## start DATA FOR THE TASK

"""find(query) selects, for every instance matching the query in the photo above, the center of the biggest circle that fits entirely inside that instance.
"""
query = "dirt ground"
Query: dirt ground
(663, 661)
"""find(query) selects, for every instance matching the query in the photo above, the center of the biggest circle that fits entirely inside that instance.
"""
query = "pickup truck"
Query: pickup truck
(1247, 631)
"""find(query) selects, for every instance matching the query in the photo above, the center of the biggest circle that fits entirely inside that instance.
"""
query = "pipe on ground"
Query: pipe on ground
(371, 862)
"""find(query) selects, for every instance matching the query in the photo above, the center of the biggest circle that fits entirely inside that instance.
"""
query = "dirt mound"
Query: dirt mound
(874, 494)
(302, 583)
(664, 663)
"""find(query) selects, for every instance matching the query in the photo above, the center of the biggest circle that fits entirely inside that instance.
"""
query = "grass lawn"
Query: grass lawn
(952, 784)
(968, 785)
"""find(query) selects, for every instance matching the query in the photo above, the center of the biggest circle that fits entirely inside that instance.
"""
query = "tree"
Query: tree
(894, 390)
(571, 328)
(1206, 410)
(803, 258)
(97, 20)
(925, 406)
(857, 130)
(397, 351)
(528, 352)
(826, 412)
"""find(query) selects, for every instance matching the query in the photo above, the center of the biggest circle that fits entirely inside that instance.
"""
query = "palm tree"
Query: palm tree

## end DATA FOR THE TASK

EXERCISE GOAL: Swap every "biggest" in the material above for "largest", and reproduce all of it with nothing else changed.

ANSWER TO THIS TASK:
"""find(query) selects, for every instance matching the query in the photo above, the center of the largest circle that fits entirely inside that instance.
"""
query = "dirt ground"
Query: dirt ground
(663, 661)
"""find(query) selects, for every instance matching the query in the photo above, the center of the largest circle that fits entirely inside that instance.
"""
query = "pickup truck"
Query: pickup truck
(1247, 631)
"""find(query) selects, for every instance matching the query in the photo above, the center of the largest circle that fits entirely inside that instance.
"""
query = "pipe on ground"
Query: pipe on ground
(371, 862)
"""find(query) selects, for every instance matching the query in the photo above, the center of the largest circle that fits entirely inside that instance.
"""
query = "dirt mound"
Query: dirt mound
(874, 494)
(302, 583)
(664, 663)
"""find(query) selects, for every instance matching the query in the photo above, the center of the largest circle that fits entirely inside that instance.
"""
query = "grass lawn"
Query: grass lawn
(952, 784)
(968, 785)
"""find(query) selects, for every instance matching the query in the photo above, the center of the largest circle that fits entirely inside that instance.
"""
query = "tree"
Query: tree
(894, 390)
(571, 328)
(1206, 410)
(803, 258)
(97, 20)
(925, 406)
(857, 130)
(397, 351)
(528, 352)
(826, 412)
"""find(query) selects, for every instance matching the query in the photo above, the center of the largest circle that fits entirely inside that instance.
"""
query = "palm tree"
Query: palm tree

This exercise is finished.